What to work on:
Update the material below by changing every "laid out like this" to "formatted as follows" and leaving everything else unchanged.

Records for the task:
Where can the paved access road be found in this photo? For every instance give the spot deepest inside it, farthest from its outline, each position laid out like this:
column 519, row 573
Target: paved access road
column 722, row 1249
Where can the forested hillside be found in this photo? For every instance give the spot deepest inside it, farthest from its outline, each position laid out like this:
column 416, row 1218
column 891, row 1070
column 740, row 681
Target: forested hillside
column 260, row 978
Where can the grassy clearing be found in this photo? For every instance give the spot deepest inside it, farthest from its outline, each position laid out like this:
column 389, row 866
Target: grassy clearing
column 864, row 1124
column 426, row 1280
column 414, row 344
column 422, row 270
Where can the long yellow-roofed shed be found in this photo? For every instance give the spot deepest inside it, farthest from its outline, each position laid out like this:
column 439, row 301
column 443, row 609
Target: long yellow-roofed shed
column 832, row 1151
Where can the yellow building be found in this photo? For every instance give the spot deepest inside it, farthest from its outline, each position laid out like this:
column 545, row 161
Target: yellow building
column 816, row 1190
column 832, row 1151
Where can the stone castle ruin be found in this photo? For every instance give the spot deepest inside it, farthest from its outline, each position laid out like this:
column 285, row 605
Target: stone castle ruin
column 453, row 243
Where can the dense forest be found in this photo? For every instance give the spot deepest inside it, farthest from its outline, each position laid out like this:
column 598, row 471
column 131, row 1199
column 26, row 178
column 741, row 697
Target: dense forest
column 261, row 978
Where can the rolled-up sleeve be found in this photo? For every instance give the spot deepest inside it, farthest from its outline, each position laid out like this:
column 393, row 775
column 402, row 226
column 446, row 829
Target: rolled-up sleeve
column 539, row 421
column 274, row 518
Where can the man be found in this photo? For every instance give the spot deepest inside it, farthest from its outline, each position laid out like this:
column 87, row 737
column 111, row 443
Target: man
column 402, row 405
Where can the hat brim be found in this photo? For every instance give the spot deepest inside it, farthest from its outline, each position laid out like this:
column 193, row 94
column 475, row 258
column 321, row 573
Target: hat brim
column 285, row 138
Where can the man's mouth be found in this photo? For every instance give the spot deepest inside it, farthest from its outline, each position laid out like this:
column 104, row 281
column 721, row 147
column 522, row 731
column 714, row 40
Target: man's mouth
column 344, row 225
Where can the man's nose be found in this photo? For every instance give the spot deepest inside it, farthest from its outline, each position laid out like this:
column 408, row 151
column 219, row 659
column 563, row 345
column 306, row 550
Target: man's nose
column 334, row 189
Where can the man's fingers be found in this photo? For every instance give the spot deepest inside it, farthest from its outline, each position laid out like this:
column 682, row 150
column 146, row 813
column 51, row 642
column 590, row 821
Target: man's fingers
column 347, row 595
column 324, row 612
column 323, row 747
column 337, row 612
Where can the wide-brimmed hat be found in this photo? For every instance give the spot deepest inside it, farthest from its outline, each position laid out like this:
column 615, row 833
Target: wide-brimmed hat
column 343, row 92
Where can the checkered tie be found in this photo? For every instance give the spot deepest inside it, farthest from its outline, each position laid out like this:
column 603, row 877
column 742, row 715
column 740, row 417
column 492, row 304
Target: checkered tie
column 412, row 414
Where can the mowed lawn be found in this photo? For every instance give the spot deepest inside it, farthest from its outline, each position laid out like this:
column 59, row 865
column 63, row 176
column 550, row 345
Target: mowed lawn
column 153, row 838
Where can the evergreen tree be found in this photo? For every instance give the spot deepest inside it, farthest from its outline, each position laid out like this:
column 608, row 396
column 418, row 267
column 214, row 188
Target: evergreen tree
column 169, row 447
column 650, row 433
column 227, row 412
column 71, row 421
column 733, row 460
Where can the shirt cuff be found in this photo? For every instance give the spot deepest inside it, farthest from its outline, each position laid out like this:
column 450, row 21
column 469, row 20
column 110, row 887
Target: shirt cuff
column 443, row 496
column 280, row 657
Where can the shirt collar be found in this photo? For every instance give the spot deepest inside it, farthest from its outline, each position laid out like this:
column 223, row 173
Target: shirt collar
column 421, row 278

Reply:
Where can the paved access road be found in this photo? For every instance give the spot deepest inside it, farthest from its outline, each position formatted as follows:
column 519, row 573
Target: paved access road
column 722, row 1249
Where can the forested hillside be found in this photo? For every instance give the spot deepest inside it, farthest from its outline, each position formatted as follows:
column 416, row 1218
column 891, row 1070
column 740, row 681
Target: forested hillside
column 260, row 978
Where can the grassy clearing be found in this photo? For every instance give the spot deepest inside it, farthest from its outline, each position formatted as follows:
column 389, row 866
Target: grassy clearing
column 864, row 1124
column 426, row 1280
column 414, row 344
column 422, row 270
Where can the long yellow-roofed shed be found in this photo? For every instance give the spot deepest inside it, farthest from its outline, each position formatted as follows:
column 439, row 301
column 443, row 609
Target: long yellow-roofed shed
column 832, row 1151
Where can the yellow building be found in this photo? For every instance give the spot deepest inside it, farthest from its outline, each position formatted as follows:
column 545, row 161
Target: yellow building
column 816, row 1190
column 832, row 1151
Where can the stone castle ruin be found in this photo? For every instance give the spot deepest inside it, farthest from its outline, each position formatted as follows:
column 285, row 605
Target: stone castle ruin
column 453, row 243
Where can the dense forest be found in this photo? For every instance give the spot deepest inside it, farthest from its outline, each position formatted as follows:
column 598, row 471
column 131, row 1199
column 26, row 178
column 741, row 697
Target: dense forest
column 261, row 978
Where can the rolled-up sleeve be found in this photo? For every instance give the spot deepest inside it, farthest from its outline, each position formatted as follows:
column 393, row 775
column 402, row 226
column 446, row 829
Target: rolled-up sleeve
column 539, row 421
column 274, row 518
Where can the man be found in this photo? For every instance give the spot deepest inside it, farthest from its outline, each position formatted as follows:
column 87, row 737
column 111, row 443
Target: man
column 402, row 405
Where can the hat brim be found in this photo? For every instance give the spot deepest inside it, farthest from its outline, each position formatted as follows:
column 193, row 94
column 475, row 258
column 321, row 573
Target: hat brim
column 285, row 138
Where can the man's mouth be found in this photo? For every instance give the spot deepest inside it, farthest from its outline, each position formatted as follows:
column 104, row 281
column 721, row 147
column 522, row 731
column 714, row 40
Target: man's mouth
column 344, row 225
Where can the man's nose be found in this photo? For every instance give the spot deepest inside it, farthest from its outline, each position formatted as follows:
column 408, row 151
column 219, row 659
column 563, row 345
column 306, row 550
Target: man's nose
column 334, row 189
Where can the man's fingers be found in this photo? For every instance give the spot deepest inside it, farthest from its outline, each position formatted as follows:
column 682, row 150
column 146, row 813
column 51, row 642
column 590, row 821
Target: man's fingers
column 347, row 595
column 324, row 612
column 323, row 747
column 337, row 612
Where can the wide-brimmed hat be found in this photo? For every instance give the spot deepest inside it, farthest from its outline, each position formatted as follows:
column 615, row 833
Target: wide-brimmed hat
column 343, row 92
Where can the checkered tie be found in this photo? For every instance give the spot deepest inside it, farthest from its outline, each position formatted as follows:
column 603, row 877
column 742, row 715
column 740, row 417
column 492, row 304
Target: checkered tie
column 412, row 414
Where can the mowed lawn be found in this photo? For every instance give the spot deepest inside it, farthest from its outline, each position formatted as follows:
column 59, row 865
column 63, row 176
column 550, row 345
Target: mowed lawn
column 153, row 838
Where can the evergreen tree be found in this photo? For every instance give the spot deepest inside it, farthest from its outline, each position formatted as follows:
column 608, row 396
column 418, row 267
column 214, row 188
Target: evergreen tree
column 169, row 447
column 650, row 433
column 227, row 412
column 71, row 421
column 733, row 460
Where can the shirt cuff be found in this photo? For every instance give the spot deepest inside it, farthest from its outline, each position formatted as follows:
column 450, row 21
column 469, row 20
column 110, row 887
Target: shirt cuff
column 443, row 496
column 280, row 657
Where can the shirt collar be found in this photo? For every instance give the spot deepest inside it, farthest from its outline, each position formatted as follows:
column 223, row 173
Target: shirt collar
column 421, row 278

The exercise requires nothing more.